Rescale the records from the line with "Sample: x=480, y=117." to the line with "x=681, y=344", both included. Reproduce every one of those lines, multiplying only the answer coordinates by 0.7 and rounding each to a whole number, halves up.

-- start Task input --

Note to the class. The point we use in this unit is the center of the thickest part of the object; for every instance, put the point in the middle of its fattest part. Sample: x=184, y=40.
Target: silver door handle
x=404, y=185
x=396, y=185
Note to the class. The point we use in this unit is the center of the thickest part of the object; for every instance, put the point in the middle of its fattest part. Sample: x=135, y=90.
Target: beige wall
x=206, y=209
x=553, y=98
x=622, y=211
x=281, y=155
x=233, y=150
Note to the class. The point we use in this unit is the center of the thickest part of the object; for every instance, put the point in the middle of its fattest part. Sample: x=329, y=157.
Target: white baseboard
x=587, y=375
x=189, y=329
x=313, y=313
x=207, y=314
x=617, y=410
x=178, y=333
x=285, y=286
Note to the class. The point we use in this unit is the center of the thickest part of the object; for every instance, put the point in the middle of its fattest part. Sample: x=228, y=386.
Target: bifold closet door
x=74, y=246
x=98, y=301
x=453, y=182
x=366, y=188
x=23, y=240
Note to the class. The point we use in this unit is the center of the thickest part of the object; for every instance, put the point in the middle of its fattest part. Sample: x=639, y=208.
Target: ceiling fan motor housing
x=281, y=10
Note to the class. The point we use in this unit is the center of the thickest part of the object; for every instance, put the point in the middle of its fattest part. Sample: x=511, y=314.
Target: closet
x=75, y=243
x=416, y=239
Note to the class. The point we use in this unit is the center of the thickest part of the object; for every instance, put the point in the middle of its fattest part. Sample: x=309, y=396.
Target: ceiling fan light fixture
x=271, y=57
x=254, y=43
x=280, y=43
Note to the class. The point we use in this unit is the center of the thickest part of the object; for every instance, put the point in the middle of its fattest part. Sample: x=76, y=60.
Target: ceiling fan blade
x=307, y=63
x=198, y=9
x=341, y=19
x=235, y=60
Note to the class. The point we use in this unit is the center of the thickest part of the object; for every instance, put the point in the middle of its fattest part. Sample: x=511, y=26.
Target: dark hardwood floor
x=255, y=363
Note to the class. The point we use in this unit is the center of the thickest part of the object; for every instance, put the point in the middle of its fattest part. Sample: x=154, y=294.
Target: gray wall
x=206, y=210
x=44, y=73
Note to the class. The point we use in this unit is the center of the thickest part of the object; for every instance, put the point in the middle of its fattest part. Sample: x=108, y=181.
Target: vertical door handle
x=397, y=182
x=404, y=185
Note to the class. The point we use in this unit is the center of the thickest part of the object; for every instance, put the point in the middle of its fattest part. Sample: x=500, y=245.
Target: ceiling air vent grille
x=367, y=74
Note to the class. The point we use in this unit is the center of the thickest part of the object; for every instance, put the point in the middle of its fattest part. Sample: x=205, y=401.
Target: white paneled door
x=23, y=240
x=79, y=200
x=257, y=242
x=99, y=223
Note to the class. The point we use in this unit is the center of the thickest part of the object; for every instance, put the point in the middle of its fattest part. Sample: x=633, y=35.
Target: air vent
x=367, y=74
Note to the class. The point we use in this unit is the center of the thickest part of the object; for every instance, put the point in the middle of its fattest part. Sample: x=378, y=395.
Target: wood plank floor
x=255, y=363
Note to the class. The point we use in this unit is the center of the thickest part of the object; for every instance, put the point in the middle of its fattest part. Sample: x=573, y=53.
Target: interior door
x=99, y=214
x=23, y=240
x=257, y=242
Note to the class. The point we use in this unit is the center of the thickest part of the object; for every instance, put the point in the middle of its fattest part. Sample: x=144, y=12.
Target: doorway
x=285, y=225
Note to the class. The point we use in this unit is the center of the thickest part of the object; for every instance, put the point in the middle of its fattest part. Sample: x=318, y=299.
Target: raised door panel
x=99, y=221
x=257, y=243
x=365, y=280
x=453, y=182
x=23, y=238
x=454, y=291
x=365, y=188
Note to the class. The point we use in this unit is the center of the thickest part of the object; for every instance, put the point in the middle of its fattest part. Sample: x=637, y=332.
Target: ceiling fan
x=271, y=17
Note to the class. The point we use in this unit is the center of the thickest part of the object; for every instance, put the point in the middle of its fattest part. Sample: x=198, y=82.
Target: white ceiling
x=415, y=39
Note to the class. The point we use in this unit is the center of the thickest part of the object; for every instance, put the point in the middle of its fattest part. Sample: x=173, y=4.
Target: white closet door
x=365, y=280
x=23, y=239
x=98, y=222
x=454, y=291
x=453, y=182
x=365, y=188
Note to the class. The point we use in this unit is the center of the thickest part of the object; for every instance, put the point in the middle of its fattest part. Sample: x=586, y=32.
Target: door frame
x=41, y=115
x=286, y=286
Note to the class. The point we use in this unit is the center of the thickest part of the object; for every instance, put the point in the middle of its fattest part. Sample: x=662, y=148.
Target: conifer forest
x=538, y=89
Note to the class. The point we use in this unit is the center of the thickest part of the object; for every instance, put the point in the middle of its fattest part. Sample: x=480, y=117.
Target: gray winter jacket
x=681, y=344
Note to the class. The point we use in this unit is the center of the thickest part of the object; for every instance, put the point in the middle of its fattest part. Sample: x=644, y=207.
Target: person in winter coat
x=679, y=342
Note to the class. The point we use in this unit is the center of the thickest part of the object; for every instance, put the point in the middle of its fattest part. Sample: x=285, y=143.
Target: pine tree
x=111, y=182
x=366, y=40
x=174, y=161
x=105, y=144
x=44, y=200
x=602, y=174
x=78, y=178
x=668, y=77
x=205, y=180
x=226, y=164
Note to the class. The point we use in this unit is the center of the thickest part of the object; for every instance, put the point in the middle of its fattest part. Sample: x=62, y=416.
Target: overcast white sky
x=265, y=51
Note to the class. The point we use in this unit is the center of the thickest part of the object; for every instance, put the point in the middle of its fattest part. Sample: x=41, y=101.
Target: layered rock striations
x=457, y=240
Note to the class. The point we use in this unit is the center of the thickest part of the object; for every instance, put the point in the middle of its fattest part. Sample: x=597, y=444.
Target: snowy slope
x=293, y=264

-- end Task input --

**Expected output**
Note to the class. The point we use in this unit is the center of the thickest part of the object; for every instance, put the point in the middle of its fattest part. Sample: x=480, y=117.
Target: gray winter jacket
x=477, y=241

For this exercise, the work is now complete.